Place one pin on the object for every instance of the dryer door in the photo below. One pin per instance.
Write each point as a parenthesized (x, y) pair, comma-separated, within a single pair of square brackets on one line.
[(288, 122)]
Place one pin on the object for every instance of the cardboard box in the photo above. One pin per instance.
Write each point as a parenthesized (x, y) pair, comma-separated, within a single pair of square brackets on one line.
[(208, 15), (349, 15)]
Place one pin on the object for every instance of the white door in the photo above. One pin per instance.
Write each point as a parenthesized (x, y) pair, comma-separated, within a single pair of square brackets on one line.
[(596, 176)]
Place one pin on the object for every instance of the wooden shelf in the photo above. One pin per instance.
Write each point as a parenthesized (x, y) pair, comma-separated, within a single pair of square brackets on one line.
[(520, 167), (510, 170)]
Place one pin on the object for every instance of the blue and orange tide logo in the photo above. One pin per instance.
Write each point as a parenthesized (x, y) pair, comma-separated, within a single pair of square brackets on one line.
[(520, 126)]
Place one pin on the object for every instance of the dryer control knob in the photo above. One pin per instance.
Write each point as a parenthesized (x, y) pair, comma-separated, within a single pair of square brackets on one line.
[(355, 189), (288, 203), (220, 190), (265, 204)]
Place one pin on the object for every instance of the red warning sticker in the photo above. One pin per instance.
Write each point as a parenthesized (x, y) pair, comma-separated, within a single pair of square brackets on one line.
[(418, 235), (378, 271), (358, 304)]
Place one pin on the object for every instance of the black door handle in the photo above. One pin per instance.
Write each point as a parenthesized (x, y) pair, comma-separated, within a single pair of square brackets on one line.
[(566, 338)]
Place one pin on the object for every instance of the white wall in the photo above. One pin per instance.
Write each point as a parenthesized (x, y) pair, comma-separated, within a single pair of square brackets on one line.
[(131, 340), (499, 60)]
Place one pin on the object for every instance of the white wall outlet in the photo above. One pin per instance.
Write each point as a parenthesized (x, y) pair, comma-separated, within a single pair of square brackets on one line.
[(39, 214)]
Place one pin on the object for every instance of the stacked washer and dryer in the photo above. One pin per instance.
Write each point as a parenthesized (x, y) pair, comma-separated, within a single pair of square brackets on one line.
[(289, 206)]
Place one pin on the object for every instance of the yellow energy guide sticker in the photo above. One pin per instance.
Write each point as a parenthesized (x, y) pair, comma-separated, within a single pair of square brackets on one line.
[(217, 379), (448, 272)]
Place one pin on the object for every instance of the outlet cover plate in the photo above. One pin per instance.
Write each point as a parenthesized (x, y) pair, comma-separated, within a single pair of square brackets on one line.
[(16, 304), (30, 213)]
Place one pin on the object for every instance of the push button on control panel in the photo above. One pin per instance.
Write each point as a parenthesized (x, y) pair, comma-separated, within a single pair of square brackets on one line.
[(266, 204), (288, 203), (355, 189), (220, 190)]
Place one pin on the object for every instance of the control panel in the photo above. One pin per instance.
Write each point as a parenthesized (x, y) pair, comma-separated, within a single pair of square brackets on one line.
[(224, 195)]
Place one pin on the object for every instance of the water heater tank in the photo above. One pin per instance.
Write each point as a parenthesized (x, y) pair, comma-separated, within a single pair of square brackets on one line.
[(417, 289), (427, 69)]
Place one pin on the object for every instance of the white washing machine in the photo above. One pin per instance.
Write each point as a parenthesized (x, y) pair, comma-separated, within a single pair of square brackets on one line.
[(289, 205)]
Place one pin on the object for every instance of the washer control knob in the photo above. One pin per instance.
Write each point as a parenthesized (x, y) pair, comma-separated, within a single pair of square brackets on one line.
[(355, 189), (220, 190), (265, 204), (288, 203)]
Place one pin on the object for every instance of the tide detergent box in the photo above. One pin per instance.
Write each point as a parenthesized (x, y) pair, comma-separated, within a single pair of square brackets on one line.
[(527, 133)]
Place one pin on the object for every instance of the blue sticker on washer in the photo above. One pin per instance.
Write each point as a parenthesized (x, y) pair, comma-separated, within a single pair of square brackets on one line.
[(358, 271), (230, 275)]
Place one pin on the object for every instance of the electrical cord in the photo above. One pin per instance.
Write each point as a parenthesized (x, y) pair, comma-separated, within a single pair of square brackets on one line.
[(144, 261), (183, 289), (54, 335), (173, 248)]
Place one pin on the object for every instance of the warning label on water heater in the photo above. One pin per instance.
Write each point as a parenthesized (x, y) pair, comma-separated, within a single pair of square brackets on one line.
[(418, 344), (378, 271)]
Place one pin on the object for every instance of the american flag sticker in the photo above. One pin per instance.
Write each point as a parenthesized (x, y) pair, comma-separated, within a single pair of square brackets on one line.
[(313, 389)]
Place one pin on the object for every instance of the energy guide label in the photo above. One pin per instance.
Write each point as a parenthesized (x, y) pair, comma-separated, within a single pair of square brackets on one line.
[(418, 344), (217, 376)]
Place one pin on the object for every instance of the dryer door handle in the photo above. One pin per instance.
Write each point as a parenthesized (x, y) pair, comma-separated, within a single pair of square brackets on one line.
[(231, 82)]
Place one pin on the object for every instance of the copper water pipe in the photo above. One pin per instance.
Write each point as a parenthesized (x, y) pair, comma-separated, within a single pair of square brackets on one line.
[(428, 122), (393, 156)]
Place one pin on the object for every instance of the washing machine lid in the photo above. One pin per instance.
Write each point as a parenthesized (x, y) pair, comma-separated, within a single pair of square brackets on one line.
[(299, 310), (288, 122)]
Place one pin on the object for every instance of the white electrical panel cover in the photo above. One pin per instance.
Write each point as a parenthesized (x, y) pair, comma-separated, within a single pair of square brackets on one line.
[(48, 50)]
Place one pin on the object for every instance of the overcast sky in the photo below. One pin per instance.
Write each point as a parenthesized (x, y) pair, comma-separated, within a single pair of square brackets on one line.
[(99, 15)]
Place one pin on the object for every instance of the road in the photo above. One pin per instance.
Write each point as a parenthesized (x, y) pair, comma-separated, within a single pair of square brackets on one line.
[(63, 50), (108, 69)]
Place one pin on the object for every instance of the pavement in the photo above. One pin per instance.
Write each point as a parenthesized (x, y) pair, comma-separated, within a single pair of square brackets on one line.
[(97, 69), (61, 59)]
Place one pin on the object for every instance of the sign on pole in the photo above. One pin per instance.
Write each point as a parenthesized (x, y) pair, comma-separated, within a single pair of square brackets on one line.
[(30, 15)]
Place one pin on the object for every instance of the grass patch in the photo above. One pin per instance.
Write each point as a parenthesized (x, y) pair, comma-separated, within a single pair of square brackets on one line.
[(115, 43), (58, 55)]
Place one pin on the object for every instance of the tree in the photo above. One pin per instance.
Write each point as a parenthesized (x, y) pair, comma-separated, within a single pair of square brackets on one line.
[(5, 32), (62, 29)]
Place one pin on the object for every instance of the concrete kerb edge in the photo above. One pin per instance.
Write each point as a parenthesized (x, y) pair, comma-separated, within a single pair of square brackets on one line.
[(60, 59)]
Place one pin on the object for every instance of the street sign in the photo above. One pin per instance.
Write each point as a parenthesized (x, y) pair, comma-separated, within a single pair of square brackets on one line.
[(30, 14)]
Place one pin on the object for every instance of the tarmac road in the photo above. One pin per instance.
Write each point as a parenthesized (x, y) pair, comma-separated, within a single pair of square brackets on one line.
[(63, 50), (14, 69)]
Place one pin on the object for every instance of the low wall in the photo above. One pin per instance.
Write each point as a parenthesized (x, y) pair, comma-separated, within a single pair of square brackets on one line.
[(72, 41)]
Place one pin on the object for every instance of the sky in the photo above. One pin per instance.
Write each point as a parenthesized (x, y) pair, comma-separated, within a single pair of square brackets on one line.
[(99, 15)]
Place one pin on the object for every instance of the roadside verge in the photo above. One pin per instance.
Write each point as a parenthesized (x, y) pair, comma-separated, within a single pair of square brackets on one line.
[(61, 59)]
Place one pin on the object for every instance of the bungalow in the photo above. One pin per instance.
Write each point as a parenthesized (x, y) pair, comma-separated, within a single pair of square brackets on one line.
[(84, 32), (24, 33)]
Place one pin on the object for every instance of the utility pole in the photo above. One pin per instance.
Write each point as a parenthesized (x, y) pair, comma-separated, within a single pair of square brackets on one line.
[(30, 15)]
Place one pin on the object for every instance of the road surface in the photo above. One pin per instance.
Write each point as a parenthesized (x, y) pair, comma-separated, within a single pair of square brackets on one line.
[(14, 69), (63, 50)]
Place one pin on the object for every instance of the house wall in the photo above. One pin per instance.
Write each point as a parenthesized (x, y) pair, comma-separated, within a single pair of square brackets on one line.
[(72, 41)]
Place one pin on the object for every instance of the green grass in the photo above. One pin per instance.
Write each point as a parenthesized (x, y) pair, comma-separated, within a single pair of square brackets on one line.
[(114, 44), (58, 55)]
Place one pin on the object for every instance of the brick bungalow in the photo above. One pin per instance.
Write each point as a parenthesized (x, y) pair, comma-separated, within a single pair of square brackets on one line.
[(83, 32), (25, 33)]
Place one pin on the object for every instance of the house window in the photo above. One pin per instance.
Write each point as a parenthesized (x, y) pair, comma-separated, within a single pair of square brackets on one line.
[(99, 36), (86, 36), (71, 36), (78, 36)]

____________

**Exercise goal:**
Starting at the line that contains "the white door" and stopping after the line that contains "[(566, 338)]", write out only those lines of the records, requests included. Multiply every coordinate in the answers by 1.1 and round it to the nearest whole number, rounding halves up.

**Completed task:**
Place one pin on the object for every instance of the white door in the photo above. One pin per instance.
Write each point as a parenthesized (x, y) pair, comma-separated, within a single pair of square brackets on one line.
[(656, 194)]
Place one pin on the object for every instance of the wooden shelf in the photo above. One pin per instance.
Write each point as a parenthesized (x, y) pair, comma-separated, within a single pair of square brackets on one line.
[(572, 184), (561, 187)]
Place one pin on the object for every instance of the blue and orange tide logo in the photo above. One pin per instance.
Write each point as a parenthesized (x, y) pair, comma-separated, within a single pair of square brackets on one line.
[(572, 139)]
Place one pin on the object for every instance of the dryer control knob in the photo above. One pin per instance.
Write each point as a parenthesized (x, y) pair, comma-separated, within a single pair of square brackets on one line.
[(391, 208), (317, 223), (242, 209), (292, 224)]
Place one pin on the object for every instance of the red warning sticker in the photo above. One pin per instance.
Write each point as a parenthesized (x, y) pair, comma-separated, within a single pair of square brackets on one line.
[(460, 259), (416, 298), (394, 334)]
Place one pin on the object for every instance of the black door handle in the photo above. One pin per instance.
Write each point as a parenthesized (x, y) pair, comma-separated, within a single pair of square brackets on one line.
[(623, 372)]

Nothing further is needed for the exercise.